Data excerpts
%%

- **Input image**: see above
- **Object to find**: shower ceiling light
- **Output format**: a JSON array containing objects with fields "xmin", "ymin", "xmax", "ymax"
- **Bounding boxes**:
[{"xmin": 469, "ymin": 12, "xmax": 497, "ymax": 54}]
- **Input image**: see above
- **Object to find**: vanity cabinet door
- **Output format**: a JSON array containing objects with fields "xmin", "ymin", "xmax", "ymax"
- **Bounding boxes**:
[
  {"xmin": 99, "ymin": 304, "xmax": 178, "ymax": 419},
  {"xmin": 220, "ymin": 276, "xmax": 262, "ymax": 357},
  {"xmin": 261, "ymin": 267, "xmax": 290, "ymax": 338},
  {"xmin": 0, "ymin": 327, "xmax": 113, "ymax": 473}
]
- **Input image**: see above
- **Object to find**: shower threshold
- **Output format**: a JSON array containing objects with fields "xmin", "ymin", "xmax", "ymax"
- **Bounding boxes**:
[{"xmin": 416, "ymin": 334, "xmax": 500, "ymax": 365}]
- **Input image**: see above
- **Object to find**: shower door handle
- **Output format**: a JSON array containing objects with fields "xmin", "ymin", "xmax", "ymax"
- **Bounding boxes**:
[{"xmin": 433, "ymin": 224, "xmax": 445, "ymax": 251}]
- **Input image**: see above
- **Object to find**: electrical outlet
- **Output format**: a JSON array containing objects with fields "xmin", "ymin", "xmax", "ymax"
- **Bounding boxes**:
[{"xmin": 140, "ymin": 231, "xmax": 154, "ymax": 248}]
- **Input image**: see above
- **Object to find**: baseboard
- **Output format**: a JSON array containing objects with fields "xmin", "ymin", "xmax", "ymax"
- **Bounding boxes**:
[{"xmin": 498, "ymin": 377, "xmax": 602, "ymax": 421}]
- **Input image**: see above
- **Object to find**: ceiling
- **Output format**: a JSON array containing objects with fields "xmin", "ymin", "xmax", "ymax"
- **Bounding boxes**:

%%

### WHAT THE TASK ASKS
To complete this exercise, set down every line above exactly once more.

### RESPONSE TO THE TASK
- **Input image**: see above
- **Object to find**: shower ceiling light
- **Output format**: a JSON array containing objects with fields "xmin", "ymin", "xmax", "ymax"
- **Bounding boxes**:
[{"xmin": 469, "ymin": 12, "xmax": 497, "ymax": 54}]
- **Input image**: see above
- **Object to find**: vanity cabinet door
- **Output format**: a JSON array containing objects with fields "xmin", "ymin", "xmax", "ymax"
- **Bounding boxes**:
[
  {"xmin": 99, "ymin": 304, "xmax": 178, "ymax": 419},
  {"xmin": 220, "ymin": 276, "xmax": 262, "ymax": 357},
  {"xmin": 261, "ymin": 267, "xmax": 290, "ymax": 338},
  {"xmin": 0, "ymin": 327, "xmax": 113, "ymax": 473}
]
- **Input image**: see above
- **Object to find**: shower threshold
- **Output format**: a JSON array containing objects with fields "xmin", "ymin", "xmax", "ymax"
- **Bounding boxes**:
[{"xmin": 416, "ymin": 334, "xmax": 500, "ymax": 365}]
- **Input image**: see above
- **Object to find**: shower door handle
- **Output format**: a JSON array containing objects with fields "xmin", "ymin", "xmax", "ymax"
- **Bounding boxes**:
[{"xmin": 433, "ymin": 224, "xmax": 445, "ymax": 251}]
- **Input image**: see above
- **Object to find**: electrical outlet
- **Output format**: a JSON array containing objects with fields "xmin", "ymin", "xmax", "ymax"
- **Bounding boxes**:
[{"xmin": 140, "ymin": 231, "xmax": 154, "ymax": 248}]
- **Input image**: see above
- **Object to find**: baseboard
- **Output format**: a JSON array containing objects with fields "xmin", "ymin", "xmax", "ymax"
- **Bounding boxes**:
[{"xmin": 498, "ymin": 377, "xmax": 602, "ymax": 421}]
- **Input image**: see above
- **Object to find**: ceiling
- **Output format**: a JSON array containing objects with fields "xmin", "ymin", "xmax", "ymax"
- **Bounding boxes**:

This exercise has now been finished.